**Request**
Print the listing below exactly.

**Dataset content**
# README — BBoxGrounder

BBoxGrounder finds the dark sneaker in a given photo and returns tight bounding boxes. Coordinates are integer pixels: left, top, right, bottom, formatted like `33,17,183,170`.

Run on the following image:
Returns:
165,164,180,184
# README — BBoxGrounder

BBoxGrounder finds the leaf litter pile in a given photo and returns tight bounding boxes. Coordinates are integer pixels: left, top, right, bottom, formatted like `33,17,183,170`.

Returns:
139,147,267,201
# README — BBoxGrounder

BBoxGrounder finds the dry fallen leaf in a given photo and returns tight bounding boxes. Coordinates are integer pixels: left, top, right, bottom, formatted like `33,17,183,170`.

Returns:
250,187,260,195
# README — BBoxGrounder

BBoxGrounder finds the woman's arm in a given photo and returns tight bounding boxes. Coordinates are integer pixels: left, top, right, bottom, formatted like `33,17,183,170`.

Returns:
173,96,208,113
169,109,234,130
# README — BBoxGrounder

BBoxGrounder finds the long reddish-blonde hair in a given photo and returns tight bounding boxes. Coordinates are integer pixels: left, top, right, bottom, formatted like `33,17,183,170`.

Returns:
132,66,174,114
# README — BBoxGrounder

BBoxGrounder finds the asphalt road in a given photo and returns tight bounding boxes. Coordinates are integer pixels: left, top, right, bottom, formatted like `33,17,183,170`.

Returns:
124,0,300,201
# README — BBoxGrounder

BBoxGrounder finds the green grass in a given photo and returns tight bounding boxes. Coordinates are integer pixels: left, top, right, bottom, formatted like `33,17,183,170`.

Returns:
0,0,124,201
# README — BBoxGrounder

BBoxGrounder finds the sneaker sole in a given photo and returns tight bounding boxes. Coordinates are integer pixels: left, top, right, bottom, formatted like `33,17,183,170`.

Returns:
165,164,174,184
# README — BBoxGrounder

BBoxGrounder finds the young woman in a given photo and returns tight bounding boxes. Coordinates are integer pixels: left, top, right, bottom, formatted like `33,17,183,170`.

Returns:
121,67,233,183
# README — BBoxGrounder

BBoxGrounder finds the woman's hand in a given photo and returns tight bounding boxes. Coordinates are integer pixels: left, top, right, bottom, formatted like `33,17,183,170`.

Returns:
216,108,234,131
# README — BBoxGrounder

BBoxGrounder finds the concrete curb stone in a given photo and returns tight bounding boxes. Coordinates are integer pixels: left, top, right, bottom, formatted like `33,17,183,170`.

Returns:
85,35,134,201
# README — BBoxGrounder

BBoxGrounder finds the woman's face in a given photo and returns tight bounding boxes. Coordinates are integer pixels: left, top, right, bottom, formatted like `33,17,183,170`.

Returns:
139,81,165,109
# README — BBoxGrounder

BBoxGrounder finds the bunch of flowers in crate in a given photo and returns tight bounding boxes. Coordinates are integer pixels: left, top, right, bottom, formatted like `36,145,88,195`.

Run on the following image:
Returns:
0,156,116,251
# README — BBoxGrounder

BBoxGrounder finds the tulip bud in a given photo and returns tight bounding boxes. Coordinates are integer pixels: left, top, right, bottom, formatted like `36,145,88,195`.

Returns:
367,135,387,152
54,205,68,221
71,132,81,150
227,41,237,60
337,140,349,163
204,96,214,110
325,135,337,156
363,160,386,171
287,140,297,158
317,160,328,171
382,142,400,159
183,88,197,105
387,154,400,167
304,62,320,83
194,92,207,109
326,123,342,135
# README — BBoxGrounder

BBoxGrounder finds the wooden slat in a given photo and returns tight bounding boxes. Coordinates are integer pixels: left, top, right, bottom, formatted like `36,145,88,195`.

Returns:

**Output below**
# README — BBoxGrounder

BBoxGrounder finds the dark sneaker in a given photo and returns tight bounding boxes. Coordinates are integer pixels: left, top, right, bottom, formatted like `33,17,183,170`.

Run on the following image:
Returns:
165,164,180,184
# README — BBoxGrounder

BBoxGrounder finds the leaf litter pile in a given photo and returns tight bounding boxes. Coordinates are integer pixels: left, top, right, bottom, formatted like `33,17,183,170`.

Returns:
139,147,267,201
# README — BBoxGrounder

BBoxGrounder finds the dry fallen leaf in a given photo and returns tight bounding boxes. Coordinates are integer pixels: left, top, right, bottom, formatted like `33,17,183,170`.

Returns:
250,187,260,195
# README — BBoxGrounder

BBoxGrounder finds the woman's arm in a given photo and returns tight bounding boxes. Coordinates are integer pixels: left, top, right, bottom, formatted like `33,17,183,170`.

Returns:
173,96,208,113
169,109,234,130
# README — BBoxGrounder

BBoxGrounder finds the long reddish-blonde hair in a given photo and returns tight bounding boxes. Coordinates are integer pixels: left, top, right, bottom, formatted like `33,17,183,170`.

Returns:
132,66,174,114
# README — BBoxGrounder

BBoxGrounder finds the asphalt road in a given photo and returns tight bounding boxes. Coordinates are integer pixels: left, top, right, bottom, formatted like `33,17,183,170`.

Returns:
124,0,300,201
# README — BBoxGrounder

BBoxGrounder finds the green grass in a given photo and returns tight bounding boxes. Coordinates are integer pixels: left, top, right, bottom, formatted like `33,17,183,170`.

Returns:
0,0,124,201
# README — BBoxGrounder

BBoxGrounder finds the sneaker sole in a given photo and returns tight bounding boxes. Coordinates are integer pixels: left, top, right, bottom, formatted like `33,17,183,170`.

Returns:
165,164,174,184
# README — BBoxGrounder

BBoxGrounder finds the young woman in a given photo and returns tight bounding boxes. Coordinates are integer pixels: left, top, right, bottom, formatted like `33,17,183,170`.

Returns:
121,67,233,183
# README — BBoxGrounder

BBoxGrounder finds the woman's hand in a given photo and returns tight bounding boxes. Coordinates are integer pixels: left, top, right, bottom, formatted like `33,17,183,170`.

Returns:
216,108,234,131
# README — BBoxGrounder

BBoxGrounder finds the concrete curb stone in a given photo and returns tight bounding boxes. Coordinates are integer pixels: left, top, right, bottom, formatted like `33,17,183,170`.

Returns:
85,35,134,201
# README — BBoxGrounder

BBoxGrounder finds the woman's face in a given photo and returns tight bounding boxes. Coordinates are integer pixels: left, top, right, bottom, formatted like `33,17,183,170`.

Returns:
139,81,165,109
# README — BBoxGrounder

BBoxGrounder finds the bunch of flowers in crate in a given photo and returns tight bounding boxes. Coordinates are integer pixels: left, top, right, bottom, formatted like `36,145,88,195`.

Run on the following image:
Returns:
0,156,116,251
# README — BBoxGrounder

BBoxGrounder finds the tulip bud in a given photo and returns tight bounding boxes. Coordinates are integer pixels: left, top, right, bottom, formatted like `36,145,88,195`.

Returns:
367,135,387,152
54,205,68,221
71,132,81,150
227,41,237,60
337,140,349,163
204,96,214,110
325,135,337,156
363,160,386,171
287,140,297,158
317,160,328,171
382,142,400,159
183,88,197,105
387,154,400,167
304,62,320,83
194,92,207,109
326,123,342,135
# README — BBoxGrounder

BBoxGrounder finds the wooden slat in a given photo and returns tight bounding boxes. Coordinates are integer pixels: left, top, right, bottom, formatted like `36,145,88,195`.

Returns:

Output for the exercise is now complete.